• Text block:
____
AWS CloudWatch Metrics and Alarms
Learn how to monitor Spring Boot applications using Amazon CloudWatch Metrics, custom metrics, dashboards, and alarms with a complete implementation guide.
Introduction
Monitoring is one of the most important aspects of running applications in production. While logs help diagnose issues after they occur, metrics help detect problems before users notice them.
Amazon CloudWatch Metrics continuously collect operational data from AWS resources and applications, while CloudWatch Alarms notify your team or automatically trigger actions when predefined thresholds are exceeded.
This guide demonstrates how to integrate a Spring Boot application with CloudWatch Metrics and build a production-ready monitoring solution.
What are CloudWatch Metrics?
A metric is a numerical value collected over time.
Examples include:
- CPU Utilization
- Memory Usage
- Disk Space
- Network Traffic
- HTTP Requests
- API Latency
- Error Count
- Active Users
- JVM Heap Usage
CloudWatch stores these values as time-series data.
CloudWatch Monitoring Architecture
flowchart LR
A[Users]
B[Spring Boot Application]
C[Micrometer]
D[CloudWatch Metrics]
E[CloudWatch Dashboard]
F[CloudWatch Alarm]
G[SNS Email]
H[Auto Scaling]
A --> B
B --> C
C --> D
D --> E
D --> F
F --> G
F --> H
Types of Metrics
AWS Service Metrics
Automatically collected.
Examples:
- EC2 CPU
- RDS Connections
- Lambda Invocations
- SQS Queue Length
- ALB Request Count
No application changes required.
____
• Dataset entries:
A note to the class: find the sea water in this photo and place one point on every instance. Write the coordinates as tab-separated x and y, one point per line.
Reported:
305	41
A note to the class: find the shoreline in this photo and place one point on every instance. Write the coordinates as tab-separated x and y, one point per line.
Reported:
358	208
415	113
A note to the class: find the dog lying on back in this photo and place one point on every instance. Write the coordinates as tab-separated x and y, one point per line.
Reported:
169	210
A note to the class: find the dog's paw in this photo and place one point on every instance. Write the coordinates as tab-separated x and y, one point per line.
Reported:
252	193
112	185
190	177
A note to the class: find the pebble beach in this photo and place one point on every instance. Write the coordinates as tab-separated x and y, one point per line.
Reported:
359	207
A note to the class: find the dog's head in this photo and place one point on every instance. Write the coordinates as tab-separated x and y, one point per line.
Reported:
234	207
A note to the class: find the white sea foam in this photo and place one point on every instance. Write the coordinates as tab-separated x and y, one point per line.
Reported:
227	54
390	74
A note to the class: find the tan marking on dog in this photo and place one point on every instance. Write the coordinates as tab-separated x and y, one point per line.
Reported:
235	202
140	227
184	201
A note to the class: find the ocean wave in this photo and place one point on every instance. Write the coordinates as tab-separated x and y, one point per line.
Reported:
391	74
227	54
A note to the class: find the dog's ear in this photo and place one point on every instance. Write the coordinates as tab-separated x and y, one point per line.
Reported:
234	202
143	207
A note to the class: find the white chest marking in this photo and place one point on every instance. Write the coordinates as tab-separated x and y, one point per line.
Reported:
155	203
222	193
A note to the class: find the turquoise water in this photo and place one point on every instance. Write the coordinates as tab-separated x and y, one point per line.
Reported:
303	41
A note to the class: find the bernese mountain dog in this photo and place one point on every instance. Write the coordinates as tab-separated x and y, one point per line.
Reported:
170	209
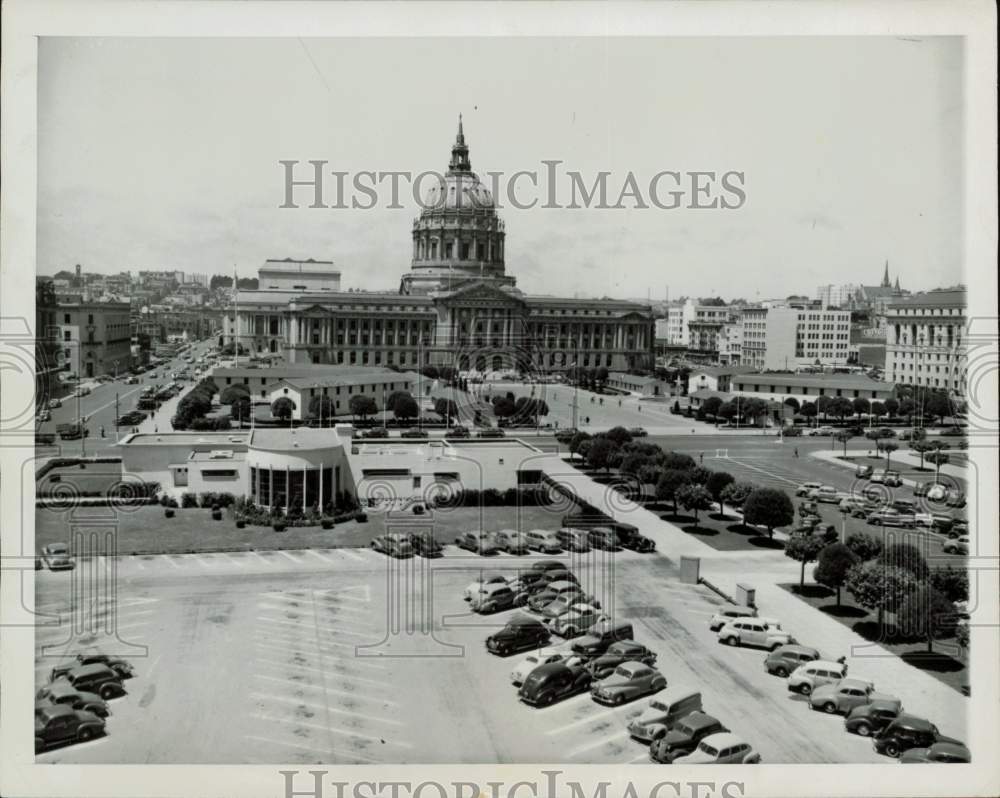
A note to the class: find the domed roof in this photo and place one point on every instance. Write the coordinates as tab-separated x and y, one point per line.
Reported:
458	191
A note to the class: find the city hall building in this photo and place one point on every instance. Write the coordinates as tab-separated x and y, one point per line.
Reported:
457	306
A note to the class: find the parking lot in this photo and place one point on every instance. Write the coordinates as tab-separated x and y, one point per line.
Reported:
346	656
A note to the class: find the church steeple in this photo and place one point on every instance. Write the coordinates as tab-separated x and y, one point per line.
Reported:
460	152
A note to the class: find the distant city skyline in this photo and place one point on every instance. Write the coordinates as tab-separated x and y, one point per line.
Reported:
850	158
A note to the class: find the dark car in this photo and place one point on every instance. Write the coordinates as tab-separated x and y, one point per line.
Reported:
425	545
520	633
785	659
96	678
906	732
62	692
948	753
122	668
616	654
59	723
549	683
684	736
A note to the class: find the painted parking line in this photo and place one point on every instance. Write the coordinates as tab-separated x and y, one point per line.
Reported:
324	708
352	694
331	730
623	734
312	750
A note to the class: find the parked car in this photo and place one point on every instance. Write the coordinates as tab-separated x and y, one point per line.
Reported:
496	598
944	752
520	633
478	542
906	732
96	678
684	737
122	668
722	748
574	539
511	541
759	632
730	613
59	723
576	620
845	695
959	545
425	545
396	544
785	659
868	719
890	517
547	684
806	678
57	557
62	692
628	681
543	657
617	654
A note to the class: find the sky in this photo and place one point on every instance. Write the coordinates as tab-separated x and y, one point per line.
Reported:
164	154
____
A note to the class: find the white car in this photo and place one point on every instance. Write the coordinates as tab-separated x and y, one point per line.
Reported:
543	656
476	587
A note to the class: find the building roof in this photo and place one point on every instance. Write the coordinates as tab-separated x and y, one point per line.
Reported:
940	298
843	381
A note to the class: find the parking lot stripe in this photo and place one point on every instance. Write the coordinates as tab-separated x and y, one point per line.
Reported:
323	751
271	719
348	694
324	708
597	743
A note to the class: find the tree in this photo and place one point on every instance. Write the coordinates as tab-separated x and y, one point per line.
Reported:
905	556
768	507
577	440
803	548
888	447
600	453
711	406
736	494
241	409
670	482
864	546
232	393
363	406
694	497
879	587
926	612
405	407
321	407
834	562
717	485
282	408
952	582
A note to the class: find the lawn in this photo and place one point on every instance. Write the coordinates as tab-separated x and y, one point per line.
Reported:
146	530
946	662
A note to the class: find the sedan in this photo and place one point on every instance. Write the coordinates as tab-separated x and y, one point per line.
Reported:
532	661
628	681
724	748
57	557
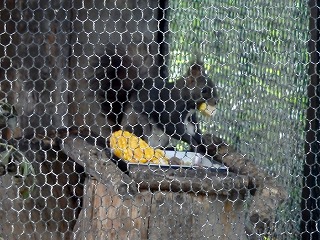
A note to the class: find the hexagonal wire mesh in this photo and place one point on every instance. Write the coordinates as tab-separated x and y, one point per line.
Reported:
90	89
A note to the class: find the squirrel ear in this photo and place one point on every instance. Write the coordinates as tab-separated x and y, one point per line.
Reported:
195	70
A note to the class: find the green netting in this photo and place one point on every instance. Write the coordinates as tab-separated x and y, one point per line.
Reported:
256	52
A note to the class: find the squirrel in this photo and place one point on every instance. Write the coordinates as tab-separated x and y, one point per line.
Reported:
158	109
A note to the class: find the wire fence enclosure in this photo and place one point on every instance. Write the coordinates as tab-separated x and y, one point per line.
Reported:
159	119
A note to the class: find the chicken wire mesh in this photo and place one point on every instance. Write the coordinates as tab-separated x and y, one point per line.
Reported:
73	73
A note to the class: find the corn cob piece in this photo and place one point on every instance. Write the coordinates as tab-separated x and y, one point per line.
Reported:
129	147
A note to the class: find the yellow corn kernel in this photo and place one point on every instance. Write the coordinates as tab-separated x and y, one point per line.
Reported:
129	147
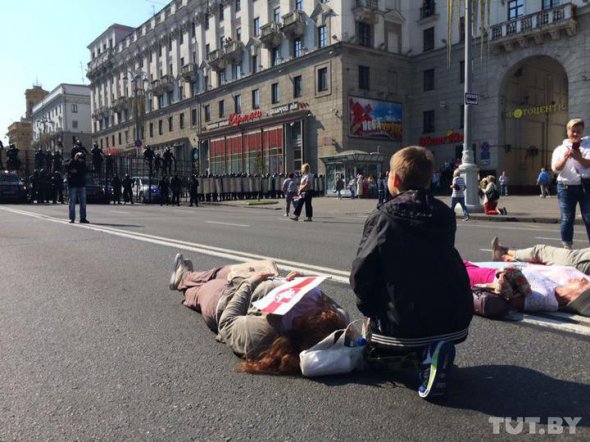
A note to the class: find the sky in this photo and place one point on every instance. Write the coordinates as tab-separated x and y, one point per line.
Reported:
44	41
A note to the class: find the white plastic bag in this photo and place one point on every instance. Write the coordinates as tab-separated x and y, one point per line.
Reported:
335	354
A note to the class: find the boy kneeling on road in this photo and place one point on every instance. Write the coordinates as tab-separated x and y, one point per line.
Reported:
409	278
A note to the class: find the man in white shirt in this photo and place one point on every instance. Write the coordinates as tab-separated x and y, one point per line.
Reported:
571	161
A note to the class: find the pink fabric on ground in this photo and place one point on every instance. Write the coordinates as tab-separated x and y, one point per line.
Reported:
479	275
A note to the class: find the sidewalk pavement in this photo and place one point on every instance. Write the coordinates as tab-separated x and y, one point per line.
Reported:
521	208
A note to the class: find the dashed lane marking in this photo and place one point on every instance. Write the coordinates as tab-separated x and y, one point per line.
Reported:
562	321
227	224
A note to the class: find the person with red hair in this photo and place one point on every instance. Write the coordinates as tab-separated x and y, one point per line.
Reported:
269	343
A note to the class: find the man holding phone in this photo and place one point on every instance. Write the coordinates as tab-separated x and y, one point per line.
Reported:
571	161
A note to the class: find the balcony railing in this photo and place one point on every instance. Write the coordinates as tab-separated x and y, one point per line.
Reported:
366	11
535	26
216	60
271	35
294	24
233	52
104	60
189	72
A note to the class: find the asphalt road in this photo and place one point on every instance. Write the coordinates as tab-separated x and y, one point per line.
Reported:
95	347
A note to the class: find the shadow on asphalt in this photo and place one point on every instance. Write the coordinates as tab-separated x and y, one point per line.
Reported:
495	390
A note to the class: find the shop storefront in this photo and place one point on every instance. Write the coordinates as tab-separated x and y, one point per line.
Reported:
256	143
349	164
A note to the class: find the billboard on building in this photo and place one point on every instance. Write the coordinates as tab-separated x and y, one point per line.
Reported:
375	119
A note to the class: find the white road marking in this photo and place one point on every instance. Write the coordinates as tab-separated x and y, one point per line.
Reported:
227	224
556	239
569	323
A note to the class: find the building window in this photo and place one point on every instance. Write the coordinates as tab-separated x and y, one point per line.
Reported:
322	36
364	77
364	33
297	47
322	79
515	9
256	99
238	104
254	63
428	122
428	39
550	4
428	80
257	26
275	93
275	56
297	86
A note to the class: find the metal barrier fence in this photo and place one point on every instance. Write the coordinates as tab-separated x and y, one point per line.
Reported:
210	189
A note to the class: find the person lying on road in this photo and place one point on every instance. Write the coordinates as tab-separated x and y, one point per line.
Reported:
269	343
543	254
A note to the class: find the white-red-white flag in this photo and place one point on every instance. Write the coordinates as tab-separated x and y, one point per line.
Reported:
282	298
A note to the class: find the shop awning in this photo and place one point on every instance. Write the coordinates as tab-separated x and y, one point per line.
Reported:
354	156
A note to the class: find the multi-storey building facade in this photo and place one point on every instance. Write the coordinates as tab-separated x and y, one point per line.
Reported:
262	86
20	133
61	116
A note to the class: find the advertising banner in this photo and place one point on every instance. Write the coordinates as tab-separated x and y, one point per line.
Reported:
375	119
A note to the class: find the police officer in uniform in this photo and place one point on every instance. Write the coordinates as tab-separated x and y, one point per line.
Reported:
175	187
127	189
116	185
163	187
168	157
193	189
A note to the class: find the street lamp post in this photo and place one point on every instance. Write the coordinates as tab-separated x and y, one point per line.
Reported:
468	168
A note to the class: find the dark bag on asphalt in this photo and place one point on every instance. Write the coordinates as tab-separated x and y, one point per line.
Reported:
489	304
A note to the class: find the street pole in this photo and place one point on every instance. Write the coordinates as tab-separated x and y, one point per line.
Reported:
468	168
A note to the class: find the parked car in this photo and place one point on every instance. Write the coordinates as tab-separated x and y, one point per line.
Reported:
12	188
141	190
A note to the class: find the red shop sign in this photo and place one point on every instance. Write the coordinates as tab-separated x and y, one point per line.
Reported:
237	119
____
• Apply what you read:
1) Please retype the CloudWatch guide from "This guide demonstrates" up to and including "collected over time.".
2) Which examples of AWS service metrics does the CloudWatch guide name?
3) In the CloudWatch guide, how does CloudWatch store metric values?
Work only from the CloudWatch guide, not from the listing.

• Answers by item:
1)
This guide demonstrates how to integrate a Spring Boot application with CloudWatch Metrics and build a production-ready monitoring solution.
What are CloudWatch Metrics?
A metric is a numerical value collected over time.

2) EC2 CPU, RDS Connections, Lambda Invocations, SQS Queue Length, ALB Request Count

3) As time-series data.